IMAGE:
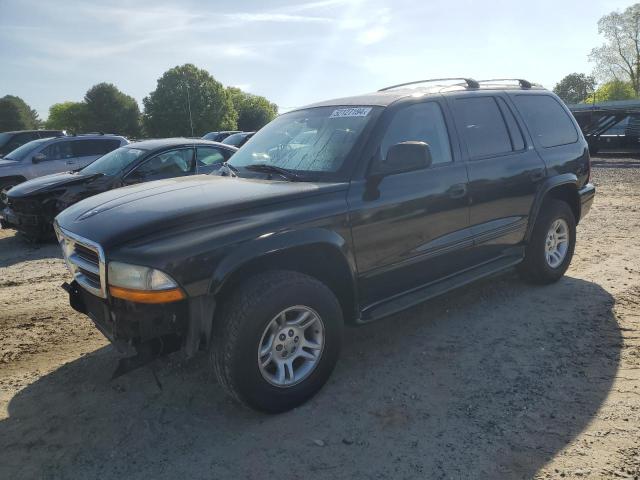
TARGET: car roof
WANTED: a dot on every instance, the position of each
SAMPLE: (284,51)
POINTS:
(157,143)
(385,97)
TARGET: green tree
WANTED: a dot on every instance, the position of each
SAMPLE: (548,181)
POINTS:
(15,114)
(254,112)
(619,57)
(183,92)
(71,116)
(610,91)
(575,87)
(110,110)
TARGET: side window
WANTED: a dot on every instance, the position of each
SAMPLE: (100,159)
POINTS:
(175,163)
(20,139)
(207,156)
(95,147)
(548,122)
(422,122)
(59,151)
(482,126)
(517,141)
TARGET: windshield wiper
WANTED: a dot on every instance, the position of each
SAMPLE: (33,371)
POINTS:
(266,168)
(233,171)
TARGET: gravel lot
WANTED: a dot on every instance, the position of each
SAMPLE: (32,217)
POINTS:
(496,380)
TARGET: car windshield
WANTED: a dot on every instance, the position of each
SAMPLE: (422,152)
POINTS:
(4,138)
(311,140)
(114,162)
(22,151)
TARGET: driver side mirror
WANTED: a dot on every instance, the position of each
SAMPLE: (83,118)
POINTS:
(38,157)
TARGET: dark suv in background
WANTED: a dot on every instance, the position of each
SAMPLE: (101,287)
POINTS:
(345,211)
(11,140)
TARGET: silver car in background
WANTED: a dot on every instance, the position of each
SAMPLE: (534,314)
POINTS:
(53,155)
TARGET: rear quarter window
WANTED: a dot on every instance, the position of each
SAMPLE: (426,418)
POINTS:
(548,122)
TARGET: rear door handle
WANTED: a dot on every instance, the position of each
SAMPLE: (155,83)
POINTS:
(458,191)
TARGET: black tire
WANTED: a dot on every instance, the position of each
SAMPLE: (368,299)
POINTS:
(239,329)
(5,187)
(535,267)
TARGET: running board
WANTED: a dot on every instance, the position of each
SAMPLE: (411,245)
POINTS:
(419,295)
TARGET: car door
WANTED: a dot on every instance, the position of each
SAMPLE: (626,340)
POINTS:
(210,159)
(411,228)
(169,164)
(505,172)
(54,158)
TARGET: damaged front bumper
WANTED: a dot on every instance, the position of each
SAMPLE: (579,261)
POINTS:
(146,331)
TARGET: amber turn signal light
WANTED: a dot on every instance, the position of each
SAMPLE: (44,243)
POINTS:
(147,296)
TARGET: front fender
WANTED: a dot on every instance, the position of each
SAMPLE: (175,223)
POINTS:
(278,242)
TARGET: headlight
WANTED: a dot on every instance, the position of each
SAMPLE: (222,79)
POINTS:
(142,284)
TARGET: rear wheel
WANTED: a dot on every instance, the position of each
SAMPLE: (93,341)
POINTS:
(277,340)
(552,243)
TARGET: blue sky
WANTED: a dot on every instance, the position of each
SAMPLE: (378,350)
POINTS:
(294,53)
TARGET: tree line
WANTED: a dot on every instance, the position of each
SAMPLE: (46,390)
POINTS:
(616,74)
(188,101)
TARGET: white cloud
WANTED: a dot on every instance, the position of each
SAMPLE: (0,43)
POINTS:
(369,36)
(276,17)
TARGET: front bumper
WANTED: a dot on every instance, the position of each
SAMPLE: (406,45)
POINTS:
(586,194)
(21,221)
(131,325)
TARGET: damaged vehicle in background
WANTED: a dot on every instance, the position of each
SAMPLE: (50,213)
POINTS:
(32,205)
(346,211)
(52,155)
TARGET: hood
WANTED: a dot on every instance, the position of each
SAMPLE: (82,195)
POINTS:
(129,213)
(48,183)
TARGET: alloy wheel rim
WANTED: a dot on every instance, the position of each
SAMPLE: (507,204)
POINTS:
(557,243)
(291,346)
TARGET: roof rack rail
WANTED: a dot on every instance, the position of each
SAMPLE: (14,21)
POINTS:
(523,83)
(471,83)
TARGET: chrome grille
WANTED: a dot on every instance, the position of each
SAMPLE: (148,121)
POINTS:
(85,260)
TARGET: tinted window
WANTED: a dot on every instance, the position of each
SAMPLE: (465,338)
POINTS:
(20,139)
(59,150)
(422,123)
(548,122)
(89,148)
(207,156)
(482,126)
(517,141)
(174,163)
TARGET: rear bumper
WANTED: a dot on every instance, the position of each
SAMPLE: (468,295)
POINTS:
(586,194)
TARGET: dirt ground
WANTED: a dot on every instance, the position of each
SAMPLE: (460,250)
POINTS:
(497,380)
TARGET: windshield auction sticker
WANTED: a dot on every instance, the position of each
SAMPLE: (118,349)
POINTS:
(350,112)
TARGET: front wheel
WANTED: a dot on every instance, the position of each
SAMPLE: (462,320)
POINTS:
(277,340)
(551,246)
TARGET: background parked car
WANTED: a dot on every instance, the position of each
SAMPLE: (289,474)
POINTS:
(238,139)
(52,155)
(11,140)
(219,136)
(32,205)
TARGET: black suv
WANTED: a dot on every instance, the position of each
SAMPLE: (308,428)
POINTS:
(345,211)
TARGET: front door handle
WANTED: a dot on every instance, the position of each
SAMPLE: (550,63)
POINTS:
(537,175)
(458,191)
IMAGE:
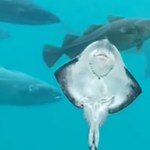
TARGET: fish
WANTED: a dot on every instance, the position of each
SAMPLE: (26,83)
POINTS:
(25,12)
(20,89)
(124,33)
(98,82)
(4,34)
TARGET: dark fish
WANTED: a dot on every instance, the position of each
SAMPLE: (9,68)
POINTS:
(98,82)
(24,12)
(122,32)
(17,88)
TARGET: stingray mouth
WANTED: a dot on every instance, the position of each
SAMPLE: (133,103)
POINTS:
(103,56)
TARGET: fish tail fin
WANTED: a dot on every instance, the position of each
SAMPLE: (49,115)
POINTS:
(51,54)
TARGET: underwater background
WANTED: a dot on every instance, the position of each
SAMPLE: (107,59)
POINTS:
(60,125)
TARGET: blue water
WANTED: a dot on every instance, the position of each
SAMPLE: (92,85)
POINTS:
(61,126)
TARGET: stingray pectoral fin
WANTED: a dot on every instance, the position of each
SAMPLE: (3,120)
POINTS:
(130,92)
(63,77)
(51,54)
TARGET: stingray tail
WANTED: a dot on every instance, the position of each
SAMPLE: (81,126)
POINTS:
(51,54)
(93,139)
(147,69)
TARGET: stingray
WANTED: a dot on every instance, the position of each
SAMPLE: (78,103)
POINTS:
(98,82)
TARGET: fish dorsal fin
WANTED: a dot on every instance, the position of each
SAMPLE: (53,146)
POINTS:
(92,29)
(69,39)
(114,18)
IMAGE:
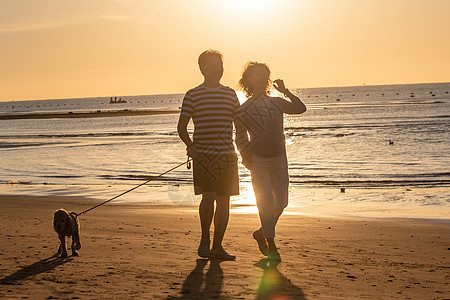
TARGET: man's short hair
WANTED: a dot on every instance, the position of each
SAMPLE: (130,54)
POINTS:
(207,53)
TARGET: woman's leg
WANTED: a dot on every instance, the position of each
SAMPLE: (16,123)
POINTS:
(280,185)
(263,193)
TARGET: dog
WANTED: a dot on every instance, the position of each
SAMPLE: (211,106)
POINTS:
(66,224)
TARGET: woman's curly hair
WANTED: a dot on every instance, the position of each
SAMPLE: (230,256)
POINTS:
(248,69)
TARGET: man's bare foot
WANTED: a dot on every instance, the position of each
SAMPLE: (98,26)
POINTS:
(203,249)
(220,253)
(262,244)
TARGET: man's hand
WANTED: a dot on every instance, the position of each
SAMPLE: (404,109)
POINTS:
◆ ◆ ◆ ◆ ◆ ◆ ◆
Objective
Can you redo all of the data above with each "dot" swapped for "mark" and nothing else changed? Leave the pictures out.

In response
IMAGE:
TARGET: car roof
WANTED: a mark on every instance, the position of each
SAMPLE: (284,51)
POINTS:
(157,143)
(385,97)
TARGET: green tree
WANTED: a mark on every instance, the position of each
SAMPLE: (548,181)
POINTS:
(15,114)
(254,112)
(619,57)
(183,92)
(71,116)
(610,91)
(575,87)
(110,110)
TARGET: side window
WANTED: a mark on every instance, the position of each
SAMPLE: (100,159)
POINTS:
(175,163)
(20,139)
(207,156)
(95,147)
(548,122)
(422,122)
(59,151)
(482,126)
(517,141)
TARGET: windshield wiper
WANTED: a mark on every instance, the position of each
SAMPLE: (33,371)
POINTS:
(266,168)
(233,171)
TARGET: gravel lot
WANTED: a mark on every instance, the position of each
SAMPLE: (32,217)
POINTS:
(496,380)
TARGET: car windshield
WANTED: a mark on every instance, the position of each
SAMPLE: (422,152)
POINTS:
(4,138)
(311,140)
(114,162)
(22,151)
TARGET: driver side mirror
WANTED: a mark on every instance, the position of each
SAMPLE: (83,118)
POINTS:
(38,157)
TARGET: dark suv in background
WANTED: a mark on every instance, the position of each
SAMPLE: (101,287)
POINTS:
(345,211)
(11,140)
TARGET: silver car in background
WANTED: a mark on every instance, the position of each
SAMPLE: (534,314)
POINTS:
(53,155)
TARGET: rear quarter window
WANTED: a mark on every instance, the position of each
SAMPLE: (426,418)
POINTS:
(548,122)
TARGET: rear door handle
WANTED: a mark on every instance, the position of each
SAMPLE: (155,83)
POINTS:
(458,191)
TARGET: black tire
WANTED: a mark on every instance, the position of each
SAMPLE: (368,299)
POINTS:
(239,329)
(5,187)
(535,267)
TARGET: running board
WANTED: a mark on every instance, the position of each
SAMPLE: (411,245)
POINTS:
(419,295)
TARGET: car door
WANTED: a mark on every instance, the position of each
SAMPLE: (626,340)
POINTS:
(210,159)
(411,228)
(169,164)
(505,172)
(54,158)
TARGET: damaged front bumper
WANTED: a mark on every instance, the position of each
SAMPLE: (579,261)
POINTS:
(146,331)
TARGET: amber turn signal light
WANTED: a mark on every instance, the position of each
SAMPLE: (44,243)
POINTS:
(147,296)
TARGET: front fender
WANTED: a mark on every instance, the position of each
SAMPLE: (175,223)
POINTS:
(278,242)
TARGET: headlight
WANTED: a mark on every instance, the position of each
SAMPLE: (222,79)
POINTS:
(142,284)
TARGET: rear wheel
WANTED: a mark on every instance, the position of each
SAMPLE: (93,341)
POINTS:
(277,340)
(552,243)
TARGET: blue sky
WANTED: a mark on every instance, the position of each
SAMPLE: (378,350)
POINTS:
(294,53)
TARGET: tree line
WANTED: a mark on every instance, the position of each
SAMPLE: (46,390)
POINTS:
(616,74)
(188,101)
TARGET: white cloud
WANTED: a mark on every instance, the position of each
SAMPLE: (0,43)
POINTS:
(369,36)
(276,17)
TARGET: front bumper
WANTED: a mark on every instance, the position of each
SAMPLE: (406,45)
POINTS:
(586,194)
(21,221)
(131,325)
TARGET: damaged vehicle in background
WANTED: a mark on every instance, the position of each
SAMPLE: (50,213)
POINTS:
(32,205)
(346,211)
(52,155)
TARGET: hood
WANTED: a mark on every instance, the position of each
SAMPLE: (82,195)
POINTS:
(129,213)
(48,183)
TARGET: alloy wheel rim
WANTED: a mark on every instance, the position of each
SAMPLE: (507,204)
POINTS:
(557,243)
(291,346)
TARGET: roof rack rail
WANTED: a mark on every instance, the position of each
SAMPLE: (14,21)
POINTS:
(523,83)
(471,83)
TARGET: chrome grille
WANTED: a mark on every instance, the position of each
SAMPLE: (148,121)
POINTS:
(85,260)
TARGET: tinted window
WANTED: a mark on every instance, the position of each
SAMPLE: (465,338)
POINTS:
(20,139)
(59,150)
(422,123)
(548,122)
(89,148)
(207,156)
(482,126)
(517,141)
(174,163)
TARGET: rear bumper
WANTED: a mark on every instance, the position of each
SAMPLE: (468,295)
POINTS:
(586,194)
TARGET: dirt ground
WANTED: a mark on every instance, the position of each
SAMPLE: (460,250)
POINTS:
(497,380)
TARGET: windshield auction sticker
WANTED: a mark on every instance, the position of each
SAMPLE: (118,349)
POINTS:
(350,112)
TARGET: front wheel
WANTED: a mark on every instance, the position of each
SAMPLE: (462,320)
POINTS:
(277,340)
(551,246)
TARGET: background parked car
WANTED: a mark on every instance, the position of each
SAMPLE: (289,474)
POINTS:
(238,139)
(52,155)
(11,140)
(219,136)
(32,205)
TARGET: black suv
WANTED: a mark on every instance, the position of each
SAMPLE: (308,428)
POINTS:
(345,211)
TARGET: front door handle
WANTED: a mark on every instance, the position of each
SAMPLE: (550,63)
POINTS:
(537,175)
(458,191)
IMAGE:
TARGET: fish
WANTED: a mark on every instance, the position of each
SAMPLE: (26,83)
POINTS:
(25,12)
(20,89)
(124,33)
(98,82)
(4,34)
TARGET: dark fish
WANTED: a mark on every instance, the position of each
SAMPLE: (9,68)
POINTS:
(98,82)
(24,12)
(122,32)
(17,88)
TARGET: stingray mouth
WANTED: a mark on every instance, the position of each
SAMPLE: (133,103)
POINTS:
(103,56)
TARGET: fish tail fin
WANTED: a mark on every instance, the position of each
SAMPLE: (49,115)
POINTS:
(51,54)
TARGET: underwater background
WANTED: a mark on every instance, the position of each
SAMPLE: (107,59)
POINTS:
(60,125)
TARGET: blue water
WANTED: a mark on every instance, the position of each
SAMPLE: (92,85)
POINTS:
(61,126)
TARGET: stingray pectoral fin
WANTED: a mark on every instance, the position of each
SAMPLE: (3,120)
POINTS:
(130,92)
(63,77)
(51,54)
TARGET: stingray tail
WANTED: a mark on every instance, the position of each
SAMPLE: (81,126)
POINTS:
(51,54)
(93,139)
(147,69)
TARGET: stingray
WANTED: a mark on every instance, the position of each
SAMPLE: (78,103)
POINTS:
(98,82)
TARGET: fish dorsal fin
WANTED: a mark on every instance, the position of each
SAMPLE: (53,146)
POINTS:
(92,29)
(69,39)
(114,18)
IMAGE:
TARGET: man's short hair
WANTED: a mark on every instance, the position of each
SAMPLE: (130,54)
POINTS:
(207,53)
TARGET: woman's leg
WANTED: a mark on every instance, the position of each
SAMPLE: (16,123)
POINTS:
(280,185)
(263,193)
TARGET: dog
WANTED: a mark on every instance, the position of each
SAMPLE: (211,106)
POINTS:
(66,224)
TARGET: woman's curly hair
WANTED: a mark on every instance, the position of each
SAMPLE: (230,256)
POINTS:
(248,69)
TARGET: man's bare foot
WANTED: a mark on every instance, the position of each
SAMPLE: (98,26)
POINTS:
(203,249)
(220,253)
(262,244)
TARGET: man's hand
WANTED: a mark on every instance, the position of each
SAMPLE: (404,109)
POINTS:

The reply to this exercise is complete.